- RECORD EXCERPTS:
-=-=-

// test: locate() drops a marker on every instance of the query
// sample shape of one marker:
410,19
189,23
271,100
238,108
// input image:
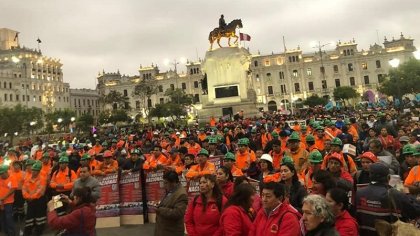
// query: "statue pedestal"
230,88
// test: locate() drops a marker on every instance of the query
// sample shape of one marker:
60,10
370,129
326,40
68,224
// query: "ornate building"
29,78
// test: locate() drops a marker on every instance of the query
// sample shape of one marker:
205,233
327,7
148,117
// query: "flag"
244,37
329,106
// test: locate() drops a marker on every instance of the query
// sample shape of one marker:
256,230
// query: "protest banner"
131,203
107,207
155,191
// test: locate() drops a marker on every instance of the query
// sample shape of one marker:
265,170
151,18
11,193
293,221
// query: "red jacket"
282,221
73,221
235,221
227,189
199,223
346,225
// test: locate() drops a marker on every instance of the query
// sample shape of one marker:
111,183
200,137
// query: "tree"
315,100
345,93
116,100
402,80
144,91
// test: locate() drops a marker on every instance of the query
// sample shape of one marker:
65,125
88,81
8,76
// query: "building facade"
29,78
279,79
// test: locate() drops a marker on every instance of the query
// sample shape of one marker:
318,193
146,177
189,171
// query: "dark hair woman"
295,189
236,219
204,211
81,220
345,224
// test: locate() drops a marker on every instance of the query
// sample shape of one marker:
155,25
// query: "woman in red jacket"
236,218
204,211
277,217
345,224
224,179
81,220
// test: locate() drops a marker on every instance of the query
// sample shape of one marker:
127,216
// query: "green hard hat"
63,159
310,138
37,166
287,159
3,169
203,152
85,157
230,156
243,141
315,157
212,140
409,149
294,137
337,141
29,162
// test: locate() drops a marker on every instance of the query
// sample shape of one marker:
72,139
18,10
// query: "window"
352,81
297,87
366,79
229,91
295,73
281,75
270,90
311,86
324,84
364,66
337,83
335,68
283,88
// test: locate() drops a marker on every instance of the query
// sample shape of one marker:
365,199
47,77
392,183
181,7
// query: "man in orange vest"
8,185
33,191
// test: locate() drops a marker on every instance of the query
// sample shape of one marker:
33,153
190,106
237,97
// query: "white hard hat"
267,157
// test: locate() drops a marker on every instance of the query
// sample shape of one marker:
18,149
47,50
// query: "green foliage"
345,93
116,98
314,100
402,80
18,119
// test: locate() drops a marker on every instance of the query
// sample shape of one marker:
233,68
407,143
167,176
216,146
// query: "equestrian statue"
225,30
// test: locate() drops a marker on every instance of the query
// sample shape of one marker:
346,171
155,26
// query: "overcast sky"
94,35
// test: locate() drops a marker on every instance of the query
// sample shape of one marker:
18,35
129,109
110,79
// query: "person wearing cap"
33,191
229,162
244,156
298,154
361,178
8,186
373,202
108,166
412,182
62,180
315,161
335,165
337,148
174,161
203,166
156,160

-=-=-

- THE PROBLEM: Each line above must be repeated exactly in the answer, with pictures omitted.

- SOLUTION TO THIS EXERCISE:
// test: locate() drops a marker on every instance of the query
// sample shape of one marker:
410,19
189,23
271,100
238,108
// input image:
// query: "statue pedestal"
230,88
// test: locate() drops a marker on every instance of the query
// sample shape of one marker:
60,10
370,129
326,40
68,224
// query: "ornate building"
29,78
// test: locate() drops a marker on every instance of the query
// sample shape of one marker:
205,233
327,7
148,117
// query: "flag"
244,37
329,106
// test: locate() drops a marker on every instance of the query
// sample shape of one marker:
256,230
// query: "protest banner"
131,203
107,207
155,191
// test: locate() drops a marker on every instance of the query
// sample shape of one marker:
265,170
151,18
11,193
293,221
// query: "red jacket"
282,221
73,221
235,221
227,189
199,223
346,225
// test: locate() drops a marker on every instance of the query
// sample shape of one marker:
111,183
200,137
// query: "tree"
315,100
345,93
116,100
402,80
144,91
// test: locate() drops a marker on every instance of the query
// sample shape of one marker:
65,125
88,81
8,76
// query: "building facade"
29,78
279,79
// test: locate() drops a marker on every instance of the query
// sample shape of one marker:
318,193
146,177
189,171
// query: "dark hair woman"
295,189
236,219
204,211
81,220
345,224
// test: locate() drops a marker on every instance of the query
// sample shape of one marker:
155,25
// query: "woman in red jacket"
236,218
204,211
277,217
345,224
224,179
81,220
// test: locate() drops a marker on every instance of the query
// sample shape of one marker:
127,216
// query: "green hard hat"
63,159
310,138
37,166
287,159
3,169
203,152
85,157
230,156
243,141
315,157
212,140
409,149
294,137
337,141
29,162
// test: locate() drops a marker on every instance of the query
// sample shape of one marker:
72,139
18,10
// query: "window"
352,81
297,87
366,79
229,91
295,73
281,75
270,90
311,86
324,84
364,66
337,83
335,68
283,88
// test: locate() drops a marker on every instance of the query
// sample shape of one marker:
365,199
47,77
392,183
181,7
// query: "man in orange vest"
8,185
33,191
// test: locate() drops a marker on every instance of the query
// sample shape of one marker:
33,153
190,106
237,97
// query: "white hard hat"
267,157
// test: locate() drops a marker on every instance of the query
// sample shape of one marker:
18,149
47,50
// query: "green foliage"
345,93
116,98
314,100
402,80
18,119
// test: locate() drops a marker on every instance of the query
// sample shape of one marker:
233,68
407,143
167,176
216,146
// query: "equestrian statue"
225,30
// test: locate() drops a marker on every instance of the query
// sample shape of one marker:
346,171
155,26
// query: "overcast sky"
94,35
// test: locate() drops a marker on every instance of the query
// sample shape of one marker:
18,35
129,109
110,79
// query: "person wearing cap"
33,191
229,162
244,156
298,154
361,178
8,186
373,202
108,166
412,182
62,180
315,161
335,165
337,148
174,161
203,166
156,160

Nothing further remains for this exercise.